**Stated goal:**
Copy each line of the listing below exactly.

**Recorded data:**
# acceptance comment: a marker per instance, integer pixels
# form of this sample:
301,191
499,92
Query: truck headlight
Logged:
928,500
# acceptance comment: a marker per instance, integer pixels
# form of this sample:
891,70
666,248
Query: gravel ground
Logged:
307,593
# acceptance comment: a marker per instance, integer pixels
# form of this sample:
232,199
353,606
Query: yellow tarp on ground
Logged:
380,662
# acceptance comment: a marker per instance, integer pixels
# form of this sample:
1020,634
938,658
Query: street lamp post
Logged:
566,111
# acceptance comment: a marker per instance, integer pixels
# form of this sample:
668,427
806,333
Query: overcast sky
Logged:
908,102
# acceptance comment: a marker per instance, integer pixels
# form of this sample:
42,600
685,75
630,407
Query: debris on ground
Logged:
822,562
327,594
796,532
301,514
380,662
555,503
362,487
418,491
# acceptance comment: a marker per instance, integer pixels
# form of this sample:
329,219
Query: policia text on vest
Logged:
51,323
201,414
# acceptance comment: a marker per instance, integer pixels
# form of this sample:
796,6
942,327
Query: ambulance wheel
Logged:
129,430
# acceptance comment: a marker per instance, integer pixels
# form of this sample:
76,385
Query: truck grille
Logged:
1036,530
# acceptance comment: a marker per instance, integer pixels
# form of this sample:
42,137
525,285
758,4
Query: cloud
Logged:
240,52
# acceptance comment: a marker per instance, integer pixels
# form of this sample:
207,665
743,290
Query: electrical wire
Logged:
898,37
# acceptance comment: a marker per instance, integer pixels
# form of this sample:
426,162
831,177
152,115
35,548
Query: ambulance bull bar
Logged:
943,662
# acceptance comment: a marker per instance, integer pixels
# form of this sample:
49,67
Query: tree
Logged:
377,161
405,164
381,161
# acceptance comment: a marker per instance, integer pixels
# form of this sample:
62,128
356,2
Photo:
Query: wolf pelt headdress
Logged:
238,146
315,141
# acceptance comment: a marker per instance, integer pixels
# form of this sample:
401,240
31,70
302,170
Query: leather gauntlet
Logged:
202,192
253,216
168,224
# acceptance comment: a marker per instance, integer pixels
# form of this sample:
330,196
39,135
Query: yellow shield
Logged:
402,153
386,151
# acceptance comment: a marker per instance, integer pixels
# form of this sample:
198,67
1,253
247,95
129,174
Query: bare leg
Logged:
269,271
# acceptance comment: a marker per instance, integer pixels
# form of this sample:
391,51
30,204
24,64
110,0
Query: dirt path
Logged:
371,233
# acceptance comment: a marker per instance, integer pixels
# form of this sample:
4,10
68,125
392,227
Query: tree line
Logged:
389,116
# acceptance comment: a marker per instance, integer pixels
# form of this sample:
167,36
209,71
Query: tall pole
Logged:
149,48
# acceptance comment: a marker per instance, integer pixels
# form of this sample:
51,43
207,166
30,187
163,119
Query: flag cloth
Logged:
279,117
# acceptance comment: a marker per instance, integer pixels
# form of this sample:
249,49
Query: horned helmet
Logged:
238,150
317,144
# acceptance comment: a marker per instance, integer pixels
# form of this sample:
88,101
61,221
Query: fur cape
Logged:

**Exercise output:**
# acceptance comment: a marker per instance, integer pixels
# form of this sample:
301,191
499,92
Query: truck headlight
Logged:
928,500
# acceptance comment: a marker per instance, integer pixels
# form of this sample:
891,70
666,248
Query: gravel ground
Logged:
307,593
# acceptance comment: a marker per instance, integer pixels
# form of this sample:
232,199
353,606
Query: yellow tarp on ground
Logged:
380,662
# acceptance comment: a marker per instance, integer pixels
# form of this sample:
1020,634
938,658
Query: street lamp post
Logged:
566,111
# acceptance comment: a marker per instance, integer pixels
# form of this sample:
668,427
806,333
Query: overcast sky
Logged:
908,102
# acceptance comment: a marker per instance, integer pixels
# form of this sample:
42,600
685,75
630,407
Query: debris on ground
Logged:
822,562
327,594
796,532
301,514
380,662
555,503
362,487
418,491
# acceptance comment: a marker per instance, integer pixels
# form of this sample:
329,219
Query: policia text on vest
Logged:
51,323
201,414
# acceptance comment: a marker per instance, integer pixels
# form of this sample:
796,6
942,327
Query: ambulance wheel
Logged:
129,430
# acceptance comment: a marker per instance, integer pixels
# form of this sample:
76,385
Query: truck grille
Logged:
1036,530
# acceptance comment: a marker per instance, integer pixels
# form of this sample:
42,137
525,285
758,4
Query: cloud
Logged:
240,52
# acceptance comment: a marker per instance, integer pixels
# form of this sample:
207,665
743,290
Query: electrical wire
Logged:
898,37
# acceptance comment: a marker per instance, integer pixels
# form of this sample:
426,162
831,177
152,115
35,548
Query: ambulance bull bar
Logged:
943,662
# acceptance comment: a marker per instance, integer pixels
# form of this sample:
49,67
Query: tree
Logged:
377,161
405,164
381,161
# acceptance comment: a marker per instance, integer pixels
# form of this sample:
62,128
356,2
Photo:
Query: wolf pelt headdress
Logged:
238,146
315,141
# acceptance comment: a marker per instance, integer pixels
# form of this sample:
401,240
31,70
302,170
Query: leather gauntlet
Logged:
202,192
253,216
168,224
# acceptance comment: a marker per instance, integer pixels
# form of this sample:
330,196
39,135
Query: yellow shield
Logged:
402,153
386,151
# acceptance comment: a marker per instance, integer pixels
# form of this sample:
198,67
1,253
247,95
129,174
Query: bare leg
Logged:
269,271
# acceptance comment: a marker per instance, integer pixels
# form of this sample:
391,51
30,204
24,64
110,0
Query: dirt path
Logged:
371,233
# acceptance comment: a marker per instance, integer pixels
# form of this sample:
4,10
68,125
392,227
Query: tree line
Logged:
389,116
# acceptance comment: a marker per instance, integer pixels
# form of this sample:
167,36
209,71
Query: tall pole
Logged:
149,48
# acceptance comment: a marker per instance, integer pixels
# form of this sample:
51,43
207,166
30,187
163,119
Query: flag cloth
Logged:
279,117
# acceptance comment: a marker per instance, integer pixels
# form of this sample:
249,49
Query: horned helmet
Logged:
238,150
317,144
# acceptance comment: a marker per instance, integer pixels
# form of this sample:
88,101
61,221
Query: fur cape
Logged:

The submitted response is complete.